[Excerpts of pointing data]
########################################
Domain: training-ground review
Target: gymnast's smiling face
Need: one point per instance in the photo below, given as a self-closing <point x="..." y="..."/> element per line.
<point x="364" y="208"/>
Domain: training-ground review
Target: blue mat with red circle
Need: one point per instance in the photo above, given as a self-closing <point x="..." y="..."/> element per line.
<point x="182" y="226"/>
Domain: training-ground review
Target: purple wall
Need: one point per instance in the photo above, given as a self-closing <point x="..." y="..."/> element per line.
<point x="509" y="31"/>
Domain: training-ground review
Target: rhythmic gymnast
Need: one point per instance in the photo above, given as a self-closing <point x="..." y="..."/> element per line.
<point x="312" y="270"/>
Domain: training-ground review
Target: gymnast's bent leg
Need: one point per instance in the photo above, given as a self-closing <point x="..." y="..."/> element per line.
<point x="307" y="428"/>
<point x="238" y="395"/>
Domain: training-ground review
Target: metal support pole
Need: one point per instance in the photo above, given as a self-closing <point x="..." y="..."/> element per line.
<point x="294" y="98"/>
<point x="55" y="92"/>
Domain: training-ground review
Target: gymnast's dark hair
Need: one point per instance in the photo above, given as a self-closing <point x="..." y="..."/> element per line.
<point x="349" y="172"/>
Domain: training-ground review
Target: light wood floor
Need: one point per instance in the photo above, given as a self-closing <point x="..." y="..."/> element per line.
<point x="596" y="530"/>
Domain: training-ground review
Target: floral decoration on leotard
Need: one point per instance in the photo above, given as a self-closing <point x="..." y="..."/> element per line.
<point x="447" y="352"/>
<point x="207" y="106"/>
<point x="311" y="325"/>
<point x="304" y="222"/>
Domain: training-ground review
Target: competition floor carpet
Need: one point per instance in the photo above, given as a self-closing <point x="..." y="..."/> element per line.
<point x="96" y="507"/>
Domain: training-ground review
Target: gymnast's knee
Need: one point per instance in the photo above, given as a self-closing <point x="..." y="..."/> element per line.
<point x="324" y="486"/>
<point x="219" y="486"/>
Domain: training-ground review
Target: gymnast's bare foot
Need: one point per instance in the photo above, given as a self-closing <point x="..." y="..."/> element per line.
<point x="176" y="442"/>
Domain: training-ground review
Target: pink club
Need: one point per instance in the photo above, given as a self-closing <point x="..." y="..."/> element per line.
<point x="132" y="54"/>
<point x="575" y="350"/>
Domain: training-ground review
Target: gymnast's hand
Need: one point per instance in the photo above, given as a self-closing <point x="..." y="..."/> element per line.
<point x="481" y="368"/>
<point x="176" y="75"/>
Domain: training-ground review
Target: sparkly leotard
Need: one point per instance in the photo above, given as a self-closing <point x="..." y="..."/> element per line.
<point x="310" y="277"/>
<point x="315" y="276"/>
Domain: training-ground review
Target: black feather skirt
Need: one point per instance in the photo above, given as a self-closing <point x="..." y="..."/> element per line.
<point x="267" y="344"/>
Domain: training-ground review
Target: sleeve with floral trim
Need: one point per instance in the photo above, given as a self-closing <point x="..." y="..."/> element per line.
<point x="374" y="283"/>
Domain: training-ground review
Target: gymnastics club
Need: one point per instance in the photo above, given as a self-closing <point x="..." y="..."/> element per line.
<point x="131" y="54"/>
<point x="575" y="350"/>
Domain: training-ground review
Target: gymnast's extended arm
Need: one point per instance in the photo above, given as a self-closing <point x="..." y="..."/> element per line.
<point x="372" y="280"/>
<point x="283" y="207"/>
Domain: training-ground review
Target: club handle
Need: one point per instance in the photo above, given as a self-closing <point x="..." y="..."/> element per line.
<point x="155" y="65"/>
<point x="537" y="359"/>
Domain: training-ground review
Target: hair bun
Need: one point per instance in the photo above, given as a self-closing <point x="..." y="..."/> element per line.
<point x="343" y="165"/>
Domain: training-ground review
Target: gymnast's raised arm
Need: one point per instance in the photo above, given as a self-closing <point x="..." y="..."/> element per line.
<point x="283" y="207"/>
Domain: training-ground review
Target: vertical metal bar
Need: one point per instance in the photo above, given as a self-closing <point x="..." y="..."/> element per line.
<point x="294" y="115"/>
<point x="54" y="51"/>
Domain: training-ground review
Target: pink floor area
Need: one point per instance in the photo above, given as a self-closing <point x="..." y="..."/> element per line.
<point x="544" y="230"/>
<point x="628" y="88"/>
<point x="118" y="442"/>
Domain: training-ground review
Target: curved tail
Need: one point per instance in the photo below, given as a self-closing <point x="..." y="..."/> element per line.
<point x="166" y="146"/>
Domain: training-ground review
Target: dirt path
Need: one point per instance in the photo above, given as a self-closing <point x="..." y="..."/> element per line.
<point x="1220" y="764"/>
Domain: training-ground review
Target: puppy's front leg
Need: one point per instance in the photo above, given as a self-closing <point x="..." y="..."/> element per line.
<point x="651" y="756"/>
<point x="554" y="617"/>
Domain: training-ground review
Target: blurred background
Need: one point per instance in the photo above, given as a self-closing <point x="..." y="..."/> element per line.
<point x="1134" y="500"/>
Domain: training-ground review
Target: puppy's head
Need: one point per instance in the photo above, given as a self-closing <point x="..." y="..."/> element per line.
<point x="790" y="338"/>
########################################
## Your objective
Find each line in the records above that contains the string "club" and copy it out in full. Matches must agree in case.

## Response to this exercise
Target: pink club
Target: gymnastics club
Target: club handle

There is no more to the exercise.